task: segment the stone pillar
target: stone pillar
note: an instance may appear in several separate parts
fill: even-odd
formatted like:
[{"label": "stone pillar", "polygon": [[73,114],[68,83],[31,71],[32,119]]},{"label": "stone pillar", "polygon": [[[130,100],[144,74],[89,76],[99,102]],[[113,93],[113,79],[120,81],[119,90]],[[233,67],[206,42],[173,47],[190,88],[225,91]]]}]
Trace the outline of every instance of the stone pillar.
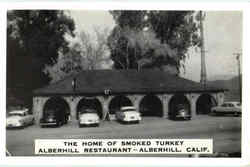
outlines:
[{"label": "stone pillar", "polygon": [[143,97],[144,95],[134,95],[132,98],[133,105],[138,112],[140,112],[140,103]]},{"label": "stone pillar", "polygon": [[195,118],[196,117],[196,102],[197,102],[197,99],[199,98],[199,94],[190,93],[190,94],[187,94],[186,97],[188,98],[189,103],[191,105],[191,116],[192,118]]},{"label": "stone pillar", "polygon": [[43,116],[43,107],[48,99],[49,97],[33,97],[33,114],[37,125]]},{"label": "stone pillar", "polygon": [[102,104],[102,120],[105,120],[109,112],[109,103],[113,96],[98,96],[96,97]]},{"label": "stone pillar", "polygon": [[223,92],[217,93],[217,104],[222,105],[224,103],[225,95]]},{"label": "stone pillar", "polygon": [[164,94],[162,95],[162,104],[163,104],[163,118],[168,118],[169,112],[169,101],[173,97],[171,94]]},{"label": "stone pillar", "polygon": [[70,108],[70,120],[76,121],[77,105],[81,100],[81,97],[67,96],[63,98],[67,101]]}]

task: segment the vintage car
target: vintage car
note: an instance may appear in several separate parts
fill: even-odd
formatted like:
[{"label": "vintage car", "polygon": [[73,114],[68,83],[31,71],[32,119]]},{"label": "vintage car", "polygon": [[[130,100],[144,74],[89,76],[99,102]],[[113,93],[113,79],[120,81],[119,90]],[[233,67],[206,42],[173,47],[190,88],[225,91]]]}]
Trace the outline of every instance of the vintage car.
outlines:
[{"label": "vintage car", "polygon": [[175,119],[182,119],[182,120],[190,120],[191,119],[191,114],[188,111],[188,108],[183,105],[180,104],[176,107],[176,112],[175,112]]},{"label": "vintage car", "polygon": [[115,113],[116,119],[123,123],[139,123],[141,119],[140,113],[133,106],[124,106]]},{"label": "vintage car", "polygon": [[233,114],[235,116],[240,116],[241,103],[237,101],[224,102],[220,106],[212,107],[211,114],[213,115]]},{"label": "vintage car", "polygon": [[40,126],[59,127],[66,123],[65,117],[56,110],[48,110],[40,119]]},{"label": "vintage car", "polygon": [[19,110],[13,110],[8,113],[6,120],[7,128],[21,128],[27,125],[34,124],[34,116],[28,113],[28,108],[22,108]]},{"label": "vintage car", "polygon": [[100,118],[95,109],[83,109],[79,113],[79,127],[99,126]]}]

WORK INSTRUCTION:
The entries are to be reproduced exactly, excluding any pictures they contain.

REPLY TO THE TASK:
task: segment the stone pillar
target: stone pillar
note: an instance may appear in several separate parts
fill: even-odd
formatted like:
[{"label": "stone pillar", "polygon": [[73,114],[68,83],[31,71],[32,119]]},{"label": "stone pillar", "polygon": [[[130,100],[144,74],[89,76],[99,102]],[[113,93],[113,79],[120,81],[119,90]],[[233,67],[206,42],[173,47],[190,88],[225,91]]]}]
Trace the outline of every instance of the stone pillar.
outlines:
[{"label": "stone pillar", "polygon": [[143,97],[144,95],[134,95],[132,98],[133,105],[138,112],[140,112],[140,103]]},{"label": "stone pillar", "polygon": [[195,118],[196,117],[196,102],[197,102],[197,99],[199,98],[199,94],[190,93],[190,94],[187,94],[186,97],[188,98],[189,103],[191,105],[191,116],[192,118]]},{"label": "stone pillar", "polygon": [[43,116],[43,107],[48,99],[49,97],[33,97],[33,114],[37,125]]},{"label": "stone pillar", "polygon": [[102,104],[102,120],[105,120],[109,112],[109,103],[113,96],[98,96],[96,97]]},{"label": "stone pillar", "polygon": [[223,92],[217,93],[217,104],[222,105],[224,103],[225,95]]},{"label": "stone pillar", "polygon": [[164,94],[162,95],[162,104],[163,104],[163,118],[168,118],[169,112],[169,101],[173,97],[171,94]]},{"label": "stone pillar", "polygon": [[70,108],[70,120],[76,121],[77,105],[81,100],[81,97],[67,96],[63,98],[67,101]]}]

task: segment the vintage car
target: vintage car
note: an instance may appear in several separate parts
fill: even-odd
formatted like:
[{"label": "vintage car", "polygon": [[73,114],[68,83],[31,71],[32,119]]},{"label": "vintage car", "polygon": [[[130,100],[144,74],[89,76],[99,102]],[[113,93],[113,79],[120,81],[119,90]],[[233,67],[206,42],[173,47],[190,88],[225,91]]]}]
Trace the outline of every instance of the vintage car.
outlines:
[{"label": "vintage car", "polygon": [[175,119],[182,119],[182,120],[190,120],[191,119],[191,114],[188,111],[188,108],[183,105],[180,104],[176,107],[176,112],[175,112]]},{"label": "vintage car", "polygon": [[115,113],[116,119],[123,123],[139,123],[141,119],[140,113],[133,106],[124,106]]},{"label": "vintage car", "polygon": [[233,114],[235,116],[240,116],[241,103],[237,101],[224,102],[220,106],[212,107],[211,114],[213,115]]},{"label": "vintage car", "polygon": [[40,126],[59,127],[66,123],[65,117],[56,110],[48,110],[40,119]]},{"label": "vintage car", "polygon": [[19,110],[13,110],[8,113],[6,120],[7,128],[21,128],[27,125],[34,124],[34,116],[28,113],[28,108],[22,108]]},{"label": "vintage car", "polygon": [[100,118],[95,109],[83,109],[79,113],[79,127],[99,126]]}]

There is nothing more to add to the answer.